### [Text provided]
March 21 (Bloomberg) -- Federal Reserve Chairman Ben S. Bernanke said he’s “spoken to the president a bit” about his future and that he feels no personal responsibility to stay at the helm until the Fed winds down its unprecedented policies to stimulate the economy.
“I don’t think that I’m the only person in the world who can manage the exit,” Bernanke said when asked at a news conference in Washington if he’s discussed his plans with President Barack Obama. His term expires at the end of January.
Bernanke’s comments yesterday meshed with the views of some of Obama’s economic and political advisers who said Bernanke, 59, after spending most of his seven years on the job battling a financial crisis and its aftermath, is exhausted and wants to return to private life. The current and former administration officials asked to not be identified to describe the private conversations.
Michelle Smith, a Fed spokeswoman, declined to comment. Amy Brundage, a White House spokeswoman, didn’t respond to a request for comment.
Yesterday’s remarks were a departure from Bernanke’s previous statements that he hasn’t discussed his plans with Obama or White House officials.
On Dec. 12, during his last news conference, Bernanke said that he hadn’t “had any conversations” with the president or anyone on his team about his potential departure.
“I think the president has got quite a few issues he needs to be thinking about, from the fiscal cliff to many other appointments and so on,” he said then, when asked if he would serve a third term.
Since his December remarks, Bernanke has had several meetings with Timothy F. Geithner, when he was still Treasury secretary, including one with the president. Geithner left that meeting early, giving Obama and the Federal Reserve chairman some private time, according to a person familiar with the meeting.
Yesterday, Bernanke said, “I’ve spoken to the president a bit, but I really don’t have any, I don’t really have any information for you at this juncture.”
Bernanke, a former Princeton University professor, also said he didn’t feel personally responsible to lead the Fed when it unwinds its balance sheet.
Chris Rupkey, chief financial economist at Bank of Tokyo-Mitsubishi UFJ Ltd. in New York, disagreed with Bernanke’s statement, saying he has an obligation to stay.
“His knowledge and experience is too valuable to let him go,” Rupkey said today in an e-mail. “The architect of the policy needs to see it through to full completion.”

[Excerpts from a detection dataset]
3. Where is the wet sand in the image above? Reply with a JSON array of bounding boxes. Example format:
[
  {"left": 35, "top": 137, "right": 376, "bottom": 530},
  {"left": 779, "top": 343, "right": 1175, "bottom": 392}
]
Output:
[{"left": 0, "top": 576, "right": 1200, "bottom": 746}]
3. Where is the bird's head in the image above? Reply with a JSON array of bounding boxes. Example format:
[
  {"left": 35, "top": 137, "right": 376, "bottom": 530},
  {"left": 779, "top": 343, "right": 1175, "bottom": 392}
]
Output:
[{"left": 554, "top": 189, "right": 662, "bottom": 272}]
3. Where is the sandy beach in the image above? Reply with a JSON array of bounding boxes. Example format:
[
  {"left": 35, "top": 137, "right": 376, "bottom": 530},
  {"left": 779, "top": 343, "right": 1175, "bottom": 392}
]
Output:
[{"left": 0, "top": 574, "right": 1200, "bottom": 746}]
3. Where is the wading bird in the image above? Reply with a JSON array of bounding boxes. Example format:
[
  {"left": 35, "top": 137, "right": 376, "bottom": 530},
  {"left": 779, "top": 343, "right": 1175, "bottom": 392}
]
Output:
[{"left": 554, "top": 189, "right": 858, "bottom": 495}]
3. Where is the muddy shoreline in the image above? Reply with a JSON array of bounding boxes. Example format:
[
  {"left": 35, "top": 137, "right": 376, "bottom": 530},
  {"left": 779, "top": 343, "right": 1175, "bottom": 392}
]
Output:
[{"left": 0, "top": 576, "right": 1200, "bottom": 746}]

### [Work to do]
• 1. Using the Bernanke article, decide whether each statement agrees with it: (a) Bernanke's term ends at the end of January; (b) Michelle Smith speaks for the White House; (c) Chris Rupkey agreed with Bernanke's statement. For each, answer yes or no and quote the deciding words.
• 2. Reproduce the stretch of the Bernanke article that opens with the words "Since his December" and closes with "its balance sheet.".

### [Per-task outputs]
• 1.
(a) Yes: "His term expires at the end of January."
(b) No: "Michelle Smith, a Fed spokeswoman, declined to comment."
(c) No: "disagreed with Bernanke’s statement, saying he has an obligation to stay."

• 2.
Since his December remarks, Bernanke has had several meetings with Timothy F. Geithner, when he was still Treasury secretary, including one with the president. Geithner left that meeting early, giving Obama and the Federal Reserve chairman some private time, according to a person familiar with the meeting.
Yesterday, Bernanke said, “I’ve spoken to the president a bit, but I really don’t have any, I don’t really have any information for you at this juncture.”
Bernanke, a former Princeton University professor, also said he didn’t feel personally responsible to lead the Fed when it unwinds its balance sheet.